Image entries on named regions
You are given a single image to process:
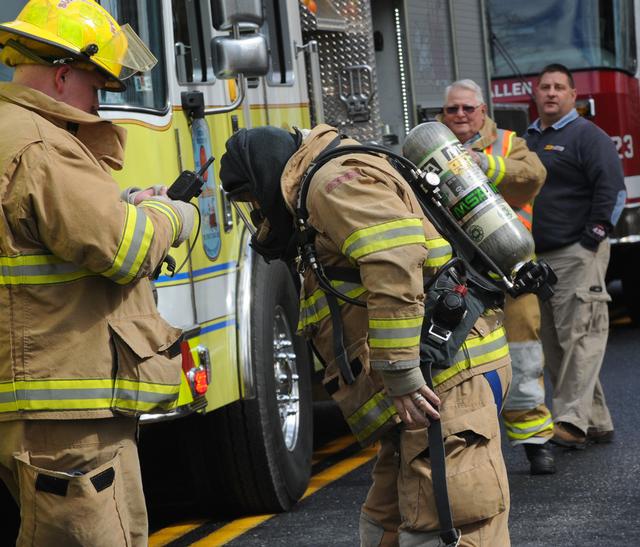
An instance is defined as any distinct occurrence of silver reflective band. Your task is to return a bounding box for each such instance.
[231,201,257,235]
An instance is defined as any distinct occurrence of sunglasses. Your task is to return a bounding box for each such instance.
[443,104,482,114]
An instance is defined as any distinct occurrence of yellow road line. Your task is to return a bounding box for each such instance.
[149,520,207,547]
[192,444,378,547]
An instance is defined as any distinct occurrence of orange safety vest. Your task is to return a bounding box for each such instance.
[483,129,533,231]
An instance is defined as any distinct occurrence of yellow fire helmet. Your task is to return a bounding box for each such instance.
[0,0,158,91]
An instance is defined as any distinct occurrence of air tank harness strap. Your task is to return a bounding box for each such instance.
[420,258,497,547]
[296,135,364,385]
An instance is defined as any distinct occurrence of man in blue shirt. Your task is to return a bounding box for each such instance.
[526,64,625,448]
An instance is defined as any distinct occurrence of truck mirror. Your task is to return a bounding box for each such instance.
[211,0,264,30]
[211,34,269,80]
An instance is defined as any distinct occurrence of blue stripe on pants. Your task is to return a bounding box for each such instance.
[483,370,502,414]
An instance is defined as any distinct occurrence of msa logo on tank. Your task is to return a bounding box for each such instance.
[191,118,221,260]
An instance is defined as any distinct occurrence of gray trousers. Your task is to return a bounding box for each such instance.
[538,241,613,433]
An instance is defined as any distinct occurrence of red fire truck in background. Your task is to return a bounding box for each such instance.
[487,0,640,322]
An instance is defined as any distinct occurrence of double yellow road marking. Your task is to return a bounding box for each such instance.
[149,435,378,547]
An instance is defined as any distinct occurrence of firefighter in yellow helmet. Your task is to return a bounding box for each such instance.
[0,0,194,546]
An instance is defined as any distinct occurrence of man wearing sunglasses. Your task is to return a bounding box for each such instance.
[440,80,555,475]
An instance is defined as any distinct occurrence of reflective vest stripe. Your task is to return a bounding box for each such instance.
[433,327,509,386]
[102,203,154,285]
[0,378,180,412]
[483,129,533,231]
[424,237,453,268]
[487,154,496,182]
[498,129,516,158]
[347,391,397,444]
[493,156,507,186]
[341,218,425,260]
[503,414,553,440]
[0,254,98,286]
[369,316,423,348]
[298,281,367,330]
[483,129,515,186]
[140,200,182,241]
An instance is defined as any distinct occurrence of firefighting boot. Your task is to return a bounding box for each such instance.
[524,443,556,475]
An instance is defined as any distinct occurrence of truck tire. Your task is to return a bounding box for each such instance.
[198,257,313,515]
[622,271,640,325]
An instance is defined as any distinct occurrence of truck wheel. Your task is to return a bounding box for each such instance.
[199,257,313,514]
[622,273,640,325]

» Set task
Convert the lines of these entries into a Markdown table with the columns Row and Line, where Row is a running number and Line holds each line, skipping blank lines. Leave the pictures out of the table.

» Output
| Row | Line |
|---|---|
| 1 | You are given a single image to process: |
| 2 | An instance is defined as any distinct occurrence of silver reflective band. Your task is to return a bounding box for each such instance. |
| 3 | [231,201,257,235] |
| 4 | An instance is defined as any distinct occurrence of sunglasses. Your task is to return a bounding box for each such instance. |
| 5 | [443,104,482,114] |
| 6 | An instance is defined as any distinct occurrence of yellow road line. Your task is to return a bounding box for each such instance. |
| 7 | [149,520,207,547] |
| 8 | [192,444,378,547] |
| 9 | An instance is defined as any distinct occurrence of orange safety vest. Your task is to return a bounding box for each such instance. |
| 10 | [483,129,533,231] |
| 11 | An instance is defined as any distinct occurrence of yellow fire helmet. Your task is to return a bounding box for each such instance. |
| 12 | [0,0,158,91] |
| 13 | An instance is defined as any distinct occurrence of air tank harness strap. Your task is to return a bounding box for each such instance. |
| 14 | [420,258,497,547] |
| 15 | [296,135,364,385] |
| 16 | An instance is defined as any distinct occurrence of man in blue shirt. Your task is to return a bounding box for each such instance. |
| 17 | [526,64,625,448] |
| 18 | An instance is defined as any distinct occurrence of truck mirror. Your task is to return a bounding box for each such instance. |
| 19 | [211,0,264,30] |
| 20 | [211,34,269,80] |
| 21 | An instance is defined as any distinct occurrence of blue stripe on pants. Your task is to return a bounding box for each such instance. |
| 22 | [483,370,502,414] |
| 23 | An instance is defined as any distinct occurrence of msa logo on tank. Your task is to return a bounding box for each such instance. |
| 24 | [191,118,221,260] |
| 25 | An instance is defined as any distinct occurrence of gray trousers. Your task is to return a bounding box for each such instance. |
| 26 | [538,241,613,433] |
| 27 | An instance is defined as any distinct occurrence of red fire truck in background. Your task is to return a bounding box for each such instance. |
| 28 | [487,0,640,322] |
| 29 | An instance is defined as any distinct occurrence of double yellow road marking. Your task is to return a bounding box for each such instance. |
| 30 | [149,435,378,547] |
| 31 | An instance is defined as any distinct occurrence of firefighter in yellow helmet. Your task is to return a bounding box for each such instance. |
| 32 | [0,0,194,546] |
| 33 | An instance is defined as any distinct occurrence of man wearing sunglasses. Your task is to return a bounding box for each such instance. |
| 34 | [440,80,555,475] |
| 35 | An instance is defined as any distinct occurrence of reflective vest stripe. Your task is to return a bounding box for each such instance. |
| 36 | [433,327,509,386] |
| 37 | [102,203,154,285] |
| 38 | [0,378,180,412] |
| 39 | [483,129,533,231] |
| 40 | [424,237,453,268] |
| 41 | [487,154,496,182] |
| 42 | [498,129,516,158] |
| 43 | [347,391,397,444] |
| 44 | [493,156,507,186] |
| 45 | [341,218,425,260] |
| 46 | [503,414,553,440] |
| 47 | [0,254,98,286] |
| 48 | [369,316,423,348] |
| 49 | [298,281,367,330] |
| 50 | [483,129,515,186] |
| 51 | [140,200,182,241] |
| 52 | An instance is defined as any distinct occurrence of firefighting boot. Your task is to return a bounding box for each such instance. |
| 53 | [524,443,556,475] |
| 54 | An instance is defined as any distinct occurrence of truck tire. Your task is to return a bounding box for each such instance. |
| 55 | [198,257,313,515] |
| 56 | [622,271,640,325] |
| 57 | An instance is defined as any distinct occurrence of truck wheel. Your task is to return a bounding box for each such instance. |
| 58 | [199,257,313,514] |
| 59 | [622,273,640,325] |